> **Task to complete**:
Records follow. Pull out every line that contains "green".

Segment Start: Records

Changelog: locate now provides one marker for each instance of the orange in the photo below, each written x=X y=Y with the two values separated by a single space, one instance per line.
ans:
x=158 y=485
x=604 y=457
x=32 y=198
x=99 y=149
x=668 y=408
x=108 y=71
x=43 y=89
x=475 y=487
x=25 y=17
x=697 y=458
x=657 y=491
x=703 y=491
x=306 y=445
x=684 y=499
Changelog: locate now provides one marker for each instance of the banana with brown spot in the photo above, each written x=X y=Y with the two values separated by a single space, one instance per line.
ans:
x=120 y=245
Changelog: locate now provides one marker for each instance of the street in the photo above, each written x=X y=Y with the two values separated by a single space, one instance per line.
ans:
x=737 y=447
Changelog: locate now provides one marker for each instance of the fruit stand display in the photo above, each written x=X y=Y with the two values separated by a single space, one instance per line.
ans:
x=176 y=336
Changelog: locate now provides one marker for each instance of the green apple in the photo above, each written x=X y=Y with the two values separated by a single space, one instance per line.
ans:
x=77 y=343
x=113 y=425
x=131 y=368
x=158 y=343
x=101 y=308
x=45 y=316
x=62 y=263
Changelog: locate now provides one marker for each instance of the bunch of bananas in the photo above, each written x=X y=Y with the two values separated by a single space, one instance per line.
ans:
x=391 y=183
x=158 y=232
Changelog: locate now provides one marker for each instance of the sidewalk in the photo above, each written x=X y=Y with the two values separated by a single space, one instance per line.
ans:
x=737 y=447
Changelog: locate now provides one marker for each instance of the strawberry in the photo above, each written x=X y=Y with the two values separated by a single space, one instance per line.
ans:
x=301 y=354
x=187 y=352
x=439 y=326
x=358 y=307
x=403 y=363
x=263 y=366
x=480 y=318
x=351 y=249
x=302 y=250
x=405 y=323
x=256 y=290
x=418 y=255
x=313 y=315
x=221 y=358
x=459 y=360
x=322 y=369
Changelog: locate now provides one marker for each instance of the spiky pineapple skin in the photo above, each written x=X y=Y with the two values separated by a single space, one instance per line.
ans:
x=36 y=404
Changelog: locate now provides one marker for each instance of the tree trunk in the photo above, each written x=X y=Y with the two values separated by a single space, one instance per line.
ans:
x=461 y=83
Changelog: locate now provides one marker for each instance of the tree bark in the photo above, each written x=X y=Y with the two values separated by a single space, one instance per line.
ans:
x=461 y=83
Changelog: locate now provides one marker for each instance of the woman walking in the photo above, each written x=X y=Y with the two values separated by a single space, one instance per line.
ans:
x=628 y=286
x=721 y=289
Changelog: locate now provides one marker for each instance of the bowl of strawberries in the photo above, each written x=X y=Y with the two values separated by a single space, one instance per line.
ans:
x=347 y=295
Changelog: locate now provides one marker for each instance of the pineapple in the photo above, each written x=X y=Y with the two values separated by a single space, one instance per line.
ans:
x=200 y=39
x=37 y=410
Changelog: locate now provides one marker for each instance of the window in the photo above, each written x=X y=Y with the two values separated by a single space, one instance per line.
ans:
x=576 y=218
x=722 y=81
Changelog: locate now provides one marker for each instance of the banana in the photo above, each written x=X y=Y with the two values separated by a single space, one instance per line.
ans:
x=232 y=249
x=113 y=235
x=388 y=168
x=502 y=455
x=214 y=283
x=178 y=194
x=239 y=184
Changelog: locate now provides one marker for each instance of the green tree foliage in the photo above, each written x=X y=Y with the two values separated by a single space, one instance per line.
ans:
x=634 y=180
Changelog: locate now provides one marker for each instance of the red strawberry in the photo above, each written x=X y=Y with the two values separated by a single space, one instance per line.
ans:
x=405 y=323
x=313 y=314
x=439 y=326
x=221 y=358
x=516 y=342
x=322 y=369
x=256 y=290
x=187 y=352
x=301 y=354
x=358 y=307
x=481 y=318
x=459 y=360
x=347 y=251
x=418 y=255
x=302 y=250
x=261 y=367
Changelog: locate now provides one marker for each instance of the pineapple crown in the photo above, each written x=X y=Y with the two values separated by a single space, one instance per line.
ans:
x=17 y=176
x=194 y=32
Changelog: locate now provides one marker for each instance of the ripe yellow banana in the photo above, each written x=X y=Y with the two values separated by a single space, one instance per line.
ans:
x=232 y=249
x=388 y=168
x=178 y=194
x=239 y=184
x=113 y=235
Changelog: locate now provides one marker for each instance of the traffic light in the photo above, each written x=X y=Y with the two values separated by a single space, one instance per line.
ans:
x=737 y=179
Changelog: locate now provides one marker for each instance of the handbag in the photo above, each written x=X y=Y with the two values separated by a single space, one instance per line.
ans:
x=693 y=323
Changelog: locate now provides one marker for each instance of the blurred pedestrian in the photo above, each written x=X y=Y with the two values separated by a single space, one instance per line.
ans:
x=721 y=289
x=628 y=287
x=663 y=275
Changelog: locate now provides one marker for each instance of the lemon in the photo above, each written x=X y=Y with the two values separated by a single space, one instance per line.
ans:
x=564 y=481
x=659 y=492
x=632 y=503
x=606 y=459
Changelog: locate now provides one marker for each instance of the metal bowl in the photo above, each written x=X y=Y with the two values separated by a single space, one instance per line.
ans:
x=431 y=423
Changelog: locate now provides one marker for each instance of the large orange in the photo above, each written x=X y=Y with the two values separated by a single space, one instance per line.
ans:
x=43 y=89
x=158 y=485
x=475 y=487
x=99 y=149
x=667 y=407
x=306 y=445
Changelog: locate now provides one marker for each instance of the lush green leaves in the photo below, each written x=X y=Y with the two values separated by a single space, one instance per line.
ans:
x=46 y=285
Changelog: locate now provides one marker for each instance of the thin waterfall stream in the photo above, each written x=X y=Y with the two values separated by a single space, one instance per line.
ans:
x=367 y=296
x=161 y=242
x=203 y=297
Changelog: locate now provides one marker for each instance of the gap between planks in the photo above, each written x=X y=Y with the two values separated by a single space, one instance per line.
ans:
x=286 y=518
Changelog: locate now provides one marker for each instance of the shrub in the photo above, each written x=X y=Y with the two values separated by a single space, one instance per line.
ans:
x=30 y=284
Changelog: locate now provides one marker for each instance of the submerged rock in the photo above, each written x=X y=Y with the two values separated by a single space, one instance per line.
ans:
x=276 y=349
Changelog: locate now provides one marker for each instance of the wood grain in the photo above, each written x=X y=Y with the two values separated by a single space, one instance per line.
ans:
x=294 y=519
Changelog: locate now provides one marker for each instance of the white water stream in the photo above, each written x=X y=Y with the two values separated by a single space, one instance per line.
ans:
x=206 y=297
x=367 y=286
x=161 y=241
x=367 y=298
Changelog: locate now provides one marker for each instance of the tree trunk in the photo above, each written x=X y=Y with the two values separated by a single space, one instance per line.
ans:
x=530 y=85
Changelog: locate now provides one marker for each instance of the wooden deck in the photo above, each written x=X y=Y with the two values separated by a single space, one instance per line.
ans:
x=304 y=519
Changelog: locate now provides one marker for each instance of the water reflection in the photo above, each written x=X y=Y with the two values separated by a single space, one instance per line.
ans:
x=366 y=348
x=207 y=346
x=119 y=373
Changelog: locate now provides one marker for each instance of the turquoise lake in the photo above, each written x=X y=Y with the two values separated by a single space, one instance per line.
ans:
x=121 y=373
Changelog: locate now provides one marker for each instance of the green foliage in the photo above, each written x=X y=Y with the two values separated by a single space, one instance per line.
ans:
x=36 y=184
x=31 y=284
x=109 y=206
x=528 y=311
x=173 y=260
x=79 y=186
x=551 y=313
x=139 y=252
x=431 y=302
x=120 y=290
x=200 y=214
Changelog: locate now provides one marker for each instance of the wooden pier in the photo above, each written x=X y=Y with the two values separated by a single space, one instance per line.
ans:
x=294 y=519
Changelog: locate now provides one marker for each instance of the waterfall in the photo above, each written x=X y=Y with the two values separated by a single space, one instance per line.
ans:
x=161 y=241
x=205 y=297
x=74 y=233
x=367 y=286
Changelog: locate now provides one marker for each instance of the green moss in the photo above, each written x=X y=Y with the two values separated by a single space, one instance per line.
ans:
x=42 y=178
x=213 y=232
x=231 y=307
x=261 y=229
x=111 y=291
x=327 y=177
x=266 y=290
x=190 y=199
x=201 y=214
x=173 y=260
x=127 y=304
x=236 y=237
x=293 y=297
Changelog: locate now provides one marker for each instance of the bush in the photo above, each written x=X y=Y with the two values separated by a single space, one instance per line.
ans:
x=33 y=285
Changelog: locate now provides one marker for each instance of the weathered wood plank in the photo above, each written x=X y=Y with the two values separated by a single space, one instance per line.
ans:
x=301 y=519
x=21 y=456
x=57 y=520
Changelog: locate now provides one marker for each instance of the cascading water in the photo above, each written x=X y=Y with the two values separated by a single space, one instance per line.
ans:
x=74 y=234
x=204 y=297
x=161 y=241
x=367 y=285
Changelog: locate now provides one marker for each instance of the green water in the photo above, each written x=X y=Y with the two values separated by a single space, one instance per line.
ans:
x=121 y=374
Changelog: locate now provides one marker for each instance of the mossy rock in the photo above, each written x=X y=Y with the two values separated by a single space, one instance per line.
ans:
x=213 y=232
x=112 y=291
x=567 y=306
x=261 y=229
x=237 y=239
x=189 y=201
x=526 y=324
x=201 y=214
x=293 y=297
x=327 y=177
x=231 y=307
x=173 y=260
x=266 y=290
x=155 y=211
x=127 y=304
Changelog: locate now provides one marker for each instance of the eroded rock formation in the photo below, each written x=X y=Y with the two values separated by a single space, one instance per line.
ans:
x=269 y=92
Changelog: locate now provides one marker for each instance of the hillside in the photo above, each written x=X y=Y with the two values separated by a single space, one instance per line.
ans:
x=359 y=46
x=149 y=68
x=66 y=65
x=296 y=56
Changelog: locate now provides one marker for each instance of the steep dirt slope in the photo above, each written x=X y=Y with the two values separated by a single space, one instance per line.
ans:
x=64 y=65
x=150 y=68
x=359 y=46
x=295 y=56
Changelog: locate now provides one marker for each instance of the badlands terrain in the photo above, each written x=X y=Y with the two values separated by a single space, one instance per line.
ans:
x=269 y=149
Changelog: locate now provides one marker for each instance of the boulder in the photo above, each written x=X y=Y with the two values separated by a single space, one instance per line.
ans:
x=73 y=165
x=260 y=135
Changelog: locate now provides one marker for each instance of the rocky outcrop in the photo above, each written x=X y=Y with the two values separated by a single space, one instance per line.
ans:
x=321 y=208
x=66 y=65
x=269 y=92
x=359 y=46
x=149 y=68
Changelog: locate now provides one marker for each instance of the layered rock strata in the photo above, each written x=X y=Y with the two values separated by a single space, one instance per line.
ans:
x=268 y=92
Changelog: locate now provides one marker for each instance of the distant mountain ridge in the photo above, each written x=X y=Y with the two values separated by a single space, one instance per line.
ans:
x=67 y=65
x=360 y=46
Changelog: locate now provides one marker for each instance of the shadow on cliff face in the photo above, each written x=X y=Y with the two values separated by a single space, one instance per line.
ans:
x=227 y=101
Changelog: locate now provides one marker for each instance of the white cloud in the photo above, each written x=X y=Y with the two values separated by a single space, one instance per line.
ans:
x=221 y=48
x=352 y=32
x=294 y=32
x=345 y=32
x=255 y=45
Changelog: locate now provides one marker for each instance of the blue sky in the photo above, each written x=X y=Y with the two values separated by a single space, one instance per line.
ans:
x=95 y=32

Segment End: Records

> **Exercise answer**:
Changelog: locate now provides one marker for each instance of the green apple in the photo above, each written x=X y=Y with the two values separated by a single space, one instance per line.
Changelog: locate now provides one marker for each instance of the green tree foliage in the photo above, each written x=X y=Y with the two values separated by a single space, one instance per line.
Changelog: locate now provides one marker for each instance of the lush green leaves in the photo below, each written x=X y=Y with the two values separated by a single space, one instance per line.
Changelog: locate now provides one marker for each instance of the green foliage in the photo above, each written x=X y=Y with the two values separated by a single space, one instance per line.
Changelog: locate now provides one marker for each instance of the green moss in the photo above, each written x=X y=Y with the two values separated by a single space, one instance per line.
Changelog: locate now provides one marker for each instance of the green water in the photo above, each written x=X y=Y with the two values separated by a single space, one instance per line.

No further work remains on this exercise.